Source —
--- begin ---

# Several Questions



## adam (Jul 6, 2006)

Hello, I'm new here, and if any of this information is already available, please direct it to me. Recently I have found what I believe to be weed growing near my house. I'll have pictures soon, and I want to make sure it is in fact weed before I start smoking a flower.  Also, I want to bring some on a trip I am going on on the 22nd. Whats a fast way to dry it. Today I picked probably around 80 bowls worth, and I'm trying to dry it all in my room. Its being pressed in a book. Thanks everyone.


----------



## Dr.GreenThumb (Jul 6, 2006)

We would need pics before we could answer your question. I would hold off on smoking it till we can find out...


----------



## adam (Jul 6, 2006)

See thats the problem. I can't find my camera cord. I'll have someone guinea pig it for me.


----------



## Dr.GreenThumb (Jul 6, 2006)

You can look over the picuture section we have and try and compare...


----------



## adam (Jul 6, 2006)

Did that. They look like full grown plants, except that they are only about 6 inches tall.


----------



## Marywanna (Jul 7, 2006)

IF i was you i wouldnt of picked that weed if it is weed.....because that is not your weed....not being mean...but once someone stole my weed and i pi$$ed


----------



## adam (Jul 7, 2006)

I really, really, really doubt it was someones. I was hiking around at this local piece of national park I live next to, and found it about 5 miles in. It's scattered very sporadically, so I don't think anyone is growing it.


----------



## THE BROTHER'S GRUNT (Jul 7, 2006)

adam said:
			
		

> I really, really, really doubt it was someones. I was hiking around at this local piece of national park I live next to, and found it about 5 miles in. It's scattered very sporadically, so I don't think anyone is growing it.


*That's how people grow outside. They spread them around so they are not easy to spot from the sky. I would think twice about taking them but that's just me. *


----------



## ganjabanned (Jul 7, 2006)

If it's a 6" tall plant, and you picked leaves, I doubt if you'll get high at all.
Leaves aren't very potent, leaves from what sounds like a very young plant even less so.

Marijuana doesn't grow "wild".  I've only see "wild pot" once in 40 years of hiking, and that was next to a stream that people had dumped thousands of seeds in.


----------



## Mutt (Jul 7, 2006)

I forsee a bad Kharma train a comin.

--- end ---

Dataset —

--- begin ---

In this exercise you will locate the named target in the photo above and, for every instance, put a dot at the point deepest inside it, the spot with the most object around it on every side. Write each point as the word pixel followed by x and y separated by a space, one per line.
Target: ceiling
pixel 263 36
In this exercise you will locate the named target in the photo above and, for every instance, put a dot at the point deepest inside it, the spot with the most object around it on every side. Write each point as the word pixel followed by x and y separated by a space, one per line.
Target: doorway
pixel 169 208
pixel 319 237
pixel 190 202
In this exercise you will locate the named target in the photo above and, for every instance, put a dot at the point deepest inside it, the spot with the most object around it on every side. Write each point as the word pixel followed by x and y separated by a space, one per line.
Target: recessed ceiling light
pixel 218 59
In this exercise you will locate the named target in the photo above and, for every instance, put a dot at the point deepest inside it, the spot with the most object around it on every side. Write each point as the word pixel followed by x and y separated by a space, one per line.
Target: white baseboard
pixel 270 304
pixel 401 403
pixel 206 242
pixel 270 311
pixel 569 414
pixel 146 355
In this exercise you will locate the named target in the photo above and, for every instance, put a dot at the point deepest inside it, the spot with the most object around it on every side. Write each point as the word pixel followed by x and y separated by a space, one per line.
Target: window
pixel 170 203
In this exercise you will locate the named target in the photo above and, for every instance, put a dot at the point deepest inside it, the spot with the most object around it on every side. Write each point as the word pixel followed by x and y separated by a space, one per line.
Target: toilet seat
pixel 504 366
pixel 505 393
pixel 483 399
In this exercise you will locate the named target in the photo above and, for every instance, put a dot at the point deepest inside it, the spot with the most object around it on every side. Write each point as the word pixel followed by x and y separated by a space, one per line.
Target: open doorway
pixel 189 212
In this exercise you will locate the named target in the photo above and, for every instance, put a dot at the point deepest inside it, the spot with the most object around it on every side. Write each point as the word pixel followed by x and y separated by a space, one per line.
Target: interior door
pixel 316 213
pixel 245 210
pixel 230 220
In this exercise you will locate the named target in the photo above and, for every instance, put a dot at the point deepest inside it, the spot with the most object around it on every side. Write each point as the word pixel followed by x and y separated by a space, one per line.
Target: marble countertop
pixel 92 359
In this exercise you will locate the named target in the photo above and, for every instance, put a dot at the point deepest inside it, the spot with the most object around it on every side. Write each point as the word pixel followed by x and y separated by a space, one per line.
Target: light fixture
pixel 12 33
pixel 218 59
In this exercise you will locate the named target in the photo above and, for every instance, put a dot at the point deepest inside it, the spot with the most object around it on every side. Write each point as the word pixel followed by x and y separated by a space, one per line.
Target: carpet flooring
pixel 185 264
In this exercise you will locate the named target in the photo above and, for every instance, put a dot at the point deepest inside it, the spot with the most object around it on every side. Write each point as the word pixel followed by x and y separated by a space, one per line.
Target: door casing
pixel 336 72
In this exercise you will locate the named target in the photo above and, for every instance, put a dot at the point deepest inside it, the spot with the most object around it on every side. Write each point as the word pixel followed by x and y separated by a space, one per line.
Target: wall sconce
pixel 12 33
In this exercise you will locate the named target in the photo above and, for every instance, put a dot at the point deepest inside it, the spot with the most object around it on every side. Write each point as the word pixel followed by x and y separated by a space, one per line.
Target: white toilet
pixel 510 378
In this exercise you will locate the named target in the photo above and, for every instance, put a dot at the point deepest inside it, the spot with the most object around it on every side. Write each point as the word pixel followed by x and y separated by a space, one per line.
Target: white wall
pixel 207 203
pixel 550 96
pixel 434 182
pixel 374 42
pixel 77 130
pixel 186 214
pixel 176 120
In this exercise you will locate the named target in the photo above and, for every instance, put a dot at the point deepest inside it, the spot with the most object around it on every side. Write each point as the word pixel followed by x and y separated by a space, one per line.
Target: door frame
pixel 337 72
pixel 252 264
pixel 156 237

--- end ---
--- begin ---

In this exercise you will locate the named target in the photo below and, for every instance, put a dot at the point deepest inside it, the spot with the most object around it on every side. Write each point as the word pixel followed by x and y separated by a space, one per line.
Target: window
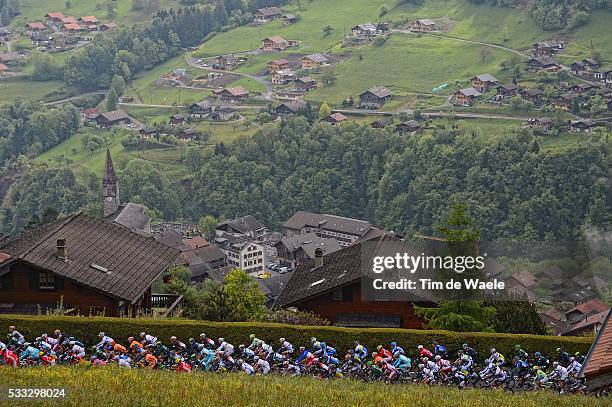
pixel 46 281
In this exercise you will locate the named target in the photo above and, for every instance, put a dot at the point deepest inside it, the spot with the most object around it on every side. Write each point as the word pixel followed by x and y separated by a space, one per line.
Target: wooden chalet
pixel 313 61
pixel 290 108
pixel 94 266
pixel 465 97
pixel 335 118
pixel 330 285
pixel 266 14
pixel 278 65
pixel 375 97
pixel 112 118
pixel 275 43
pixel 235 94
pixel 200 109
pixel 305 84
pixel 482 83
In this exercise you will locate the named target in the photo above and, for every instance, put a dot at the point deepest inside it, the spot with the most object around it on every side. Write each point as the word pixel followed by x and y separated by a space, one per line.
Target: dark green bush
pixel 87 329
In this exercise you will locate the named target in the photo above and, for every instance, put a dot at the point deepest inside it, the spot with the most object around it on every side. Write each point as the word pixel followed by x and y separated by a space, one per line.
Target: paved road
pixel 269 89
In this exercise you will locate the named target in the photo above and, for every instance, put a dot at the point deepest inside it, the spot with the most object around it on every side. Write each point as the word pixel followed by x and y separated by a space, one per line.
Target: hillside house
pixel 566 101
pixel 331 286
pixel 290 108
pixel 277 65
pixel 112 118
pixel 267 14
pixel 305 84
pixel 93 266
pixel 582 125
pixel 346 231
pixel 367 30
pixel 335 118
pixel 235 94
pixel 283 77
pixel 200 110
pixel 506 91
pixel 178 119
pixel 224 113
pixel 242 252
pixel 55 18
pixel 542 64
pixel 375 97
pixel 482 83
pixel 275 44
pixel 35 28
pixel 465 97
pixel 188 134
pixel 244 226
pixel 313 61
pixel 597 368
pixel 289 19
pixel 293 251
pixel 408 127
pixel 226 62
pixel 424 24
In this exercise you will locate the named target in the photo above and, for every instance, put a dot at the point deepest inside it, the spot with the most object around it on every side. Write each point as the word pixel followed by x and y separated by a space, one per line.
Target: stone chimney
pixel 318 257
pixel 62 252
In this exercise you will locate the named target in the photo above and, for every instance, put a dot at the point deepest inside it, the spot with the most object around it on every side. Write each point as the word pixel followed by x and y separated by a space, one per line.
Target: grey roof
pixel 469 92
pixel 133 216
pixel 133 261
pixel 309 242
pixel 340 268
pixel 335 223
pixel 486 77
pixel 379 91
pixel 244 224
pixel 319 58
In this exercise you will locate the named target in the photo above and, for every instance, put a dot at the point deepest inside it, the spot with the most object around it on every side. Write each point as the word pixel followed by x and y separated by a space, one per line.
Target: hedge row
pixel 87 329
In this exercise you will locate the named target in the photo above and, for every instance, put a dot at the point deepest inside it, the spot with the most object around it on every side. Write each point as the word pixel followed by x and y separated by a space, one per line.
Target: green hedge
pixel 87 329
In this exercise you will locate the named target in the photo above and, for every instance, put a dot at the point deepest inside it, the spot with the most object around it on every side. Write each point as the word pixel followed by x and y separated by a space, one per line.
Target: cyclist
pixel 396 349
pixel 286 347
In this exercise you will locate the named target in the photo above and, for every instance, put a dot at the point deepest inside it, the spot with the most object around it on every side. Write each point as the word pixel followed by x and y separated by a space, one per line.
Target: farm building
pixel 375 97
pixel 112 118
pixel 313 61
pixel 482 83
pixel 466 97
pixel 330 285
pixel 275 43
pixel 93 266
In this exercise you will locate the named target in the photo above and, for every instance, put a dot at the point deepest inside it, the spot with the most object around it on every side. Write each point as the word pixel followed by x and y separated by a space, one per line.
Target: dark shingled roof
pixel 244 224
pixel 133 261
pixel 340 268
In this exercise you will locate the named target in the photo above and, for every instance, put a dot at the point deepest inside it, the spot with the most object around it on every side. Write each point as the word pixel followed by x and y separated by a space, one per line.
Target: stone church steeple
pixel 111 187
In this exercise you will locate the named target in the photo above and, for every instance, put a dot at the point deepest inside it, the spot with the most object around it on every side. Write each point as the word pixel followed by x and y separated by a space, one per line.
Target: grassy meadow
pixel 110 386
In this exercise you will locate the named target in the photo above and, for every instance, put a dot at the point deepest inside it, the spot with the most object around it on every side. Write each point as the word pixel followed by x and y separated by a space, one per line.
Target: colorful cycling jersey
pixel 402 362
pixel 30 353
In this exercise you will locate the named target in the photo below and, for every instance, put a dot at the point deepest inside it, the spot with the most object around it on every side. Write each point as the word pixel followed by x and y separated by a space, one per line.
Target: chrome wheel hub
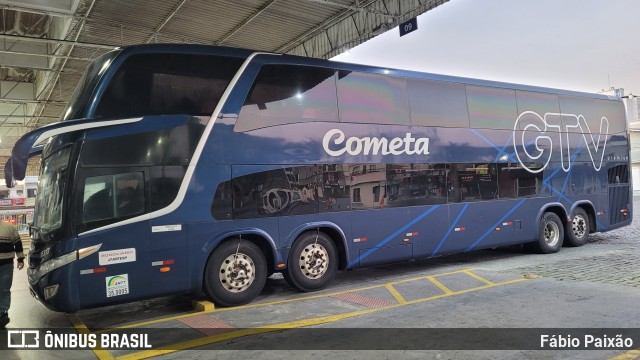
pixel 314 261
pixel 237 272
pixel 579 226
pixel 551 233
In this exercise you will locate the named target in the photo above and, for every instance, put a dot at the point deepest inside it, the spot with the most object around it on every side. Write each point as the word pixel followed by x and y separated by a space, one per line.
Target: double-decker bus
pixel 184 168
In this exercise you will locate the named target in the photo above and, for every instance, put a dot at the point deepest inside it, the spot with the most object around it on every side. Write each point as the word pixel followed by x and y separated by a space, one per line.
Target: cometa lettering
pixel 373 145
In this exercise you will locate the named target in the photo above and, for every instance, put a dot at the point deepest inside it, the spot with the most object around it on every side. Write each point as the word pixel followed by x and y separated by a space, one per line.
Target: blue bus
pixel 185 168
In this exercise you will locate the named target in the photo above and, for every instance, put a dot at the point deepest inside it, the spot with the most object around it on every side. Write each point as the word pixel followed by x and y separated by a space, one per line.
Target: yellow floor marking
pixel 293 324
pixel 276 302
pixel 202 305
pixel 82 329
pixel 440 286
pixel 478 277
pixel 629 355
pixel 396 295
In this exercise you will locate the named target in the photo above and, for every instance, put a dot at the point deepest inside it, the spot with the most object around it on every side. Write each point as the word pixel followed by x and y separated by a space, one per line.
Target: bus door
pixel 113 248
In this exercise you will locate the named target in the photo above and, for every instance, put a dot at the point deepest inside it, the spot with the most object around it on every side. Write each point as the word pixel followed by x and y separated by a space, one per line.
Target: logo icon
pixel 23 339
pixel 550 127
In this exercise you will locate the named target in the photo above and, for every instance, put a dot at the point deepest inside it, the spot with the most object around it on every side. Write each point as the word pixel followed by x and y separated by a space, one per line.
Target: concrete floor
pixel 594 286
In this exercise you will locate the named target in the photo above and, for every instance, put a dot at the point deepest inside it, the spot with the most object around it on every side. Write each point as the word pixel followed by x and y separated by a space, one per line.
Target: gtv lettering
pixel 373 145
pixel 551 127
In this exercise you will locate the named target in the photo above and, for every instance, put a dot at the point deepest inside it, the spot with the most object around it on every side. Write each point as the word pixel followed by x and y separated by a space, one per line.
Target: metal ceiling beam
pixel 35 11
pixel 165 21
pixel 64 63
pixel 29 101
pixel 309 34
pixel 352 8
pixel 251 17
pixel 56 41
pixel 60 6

--- end ---

What to work on — Retype the passage of the forum thread that begins at the words "## ganjabanned (Jul" and stops after "even less so.". The records above come from a separate source.

Answer in full —
## ganjabanned (Jul 7, 2006)

If it's a 6" tall plant, and you picked leaves, I doubt if you'll get high at all.
Leaves aren't very potent, leaves from what sounds like a very young plant even less so.